Добавлю, что генсек пытался организовать призыв фокусника в армию, но у юного мага был хронический лимфаденит.

Сейчас в таких случаях поступают проще. Нашли бы кокаин в багажнике, вот и весь фокус.

1962

Разоблачена группа расхитителей. Они выбрали в качестве площадки универмаг «Москва», директор коего Мария Коршилова, возглавлявшая до этого ЦУМ, дала взятки чиновникам Министерства торговли СССР и с их позволения организовала трикотажный цех. Рулил там любовник директора Александр Хейфец. Продукцию цеха (трикотажное белье) покупали гости «Москвы», при этом выручка шла в карман «организаторов». За пять лет работы украдено 2,5 миллиона рублей. Напомню, обед в лучшем московском ресторане стоил в те времена 2—3 рубля, а номер в приморской гостинице Сочи – 2 рубля 50 копеек. Марию Коршилову крышевала сама Екатерина Фурцева, поэтому по делу директор «Москвы» шел как свидетель. Ну а вот Александр Хейфец и сменивший его на посту начальника полуподпольного цеха Юрий Евгеньев получили высшую меру наказания.

На Кубу, для архиважного участия в разборках вокруг тревожного Карибского конфликта, чуть не опрокинувшего весь наш хрупкий мир в радиоактивную преисподнюю советско-американской ядерной дуэли, съездил Рашидов.

По иронии кокетливой судьбы именно из-за Карибского кризиса задержан был дембель 19-летнего солдата Тельмана Гдляна, служившего на земле Рашидова – в Узбекистане. Того самого Гдляна, чья следгруппа через четверть века соберет многотомные улики на грандиозного взяточника и вора, которого в газетах величали отцом узбекского народа. В 62-м Тельман Хоренович вступил в партию, авторитет которой, по словам его оппонентов, будет позднее подорван его расследованиями. Заслуженно, добавлю, подорван…

Но до андроповского импульса, позволившего лавиной расследований и процессов прорвать кабинетную завесу кастовой неприкасаемости вокруг заворовавшейся правящей элиты, было долгих 20 лет.

В 1962-м Андропов был избран секретарем ЦК партии.

«Видный гос. деятель» Кунаев назначен председателем Совмина Казахстана.

Экс-преемник Брежнева на посту первого лица Днепропетровской области Кириленко выдвинут на тихую должность первого зампреда Бюро ЦК КПСС по России.

 

Секретарь сталинского ЦК 61-летний Игнатов возглавляет Президиум российского Верховного Совета.

ВЫДЕРЖКА ИЗ ДАННЫХ.

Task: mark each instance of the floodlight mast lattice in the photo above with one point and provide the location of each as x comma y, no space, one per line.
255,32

УПРАЖНЕНИЯ.
- 1) Какая сумма, согласно фрагменту, была украдена за пять лет работы трикотажного цеха?
- 2) Воспроизведите из фрагмента отрывок от слов «Но до андроповского» до слов «долгих 20 лет.» включительно.
- 3) Определите, соответствуют ли фрагменту следующие утверждения, и для каждого приведите решающие слова текста:
(a) В 1962 году Андропов был избран секретарем ЦК партии.
(b) Мария Коршилова проходила по делу как обвиняемая.
(c) Кунаев был назначен председателем Совмина Узбекистана.
Для ответов пользуйтесь только текстом фрагмента.

ОТВЕТЫ К УПРАЖНЕНИЯМ.
- 1) 2,5 миллиона рублей.

- 2)
Но до андроповского импульса, позволившего лавиной расследований и процессов прорвать кабинетную завесу кастовой неприкасаемости вокруг заворовавшейся правящей элиты, было долгих 20 лет.

- 3)
(a) Да: «В 1962-м Андропов был избран секретарем ЦК партии».
(b) Нет: «по делу директор «Москвы» шел как свидетель».
(c) Нет: «Кунаев назначен председателем Совмина Казахстана».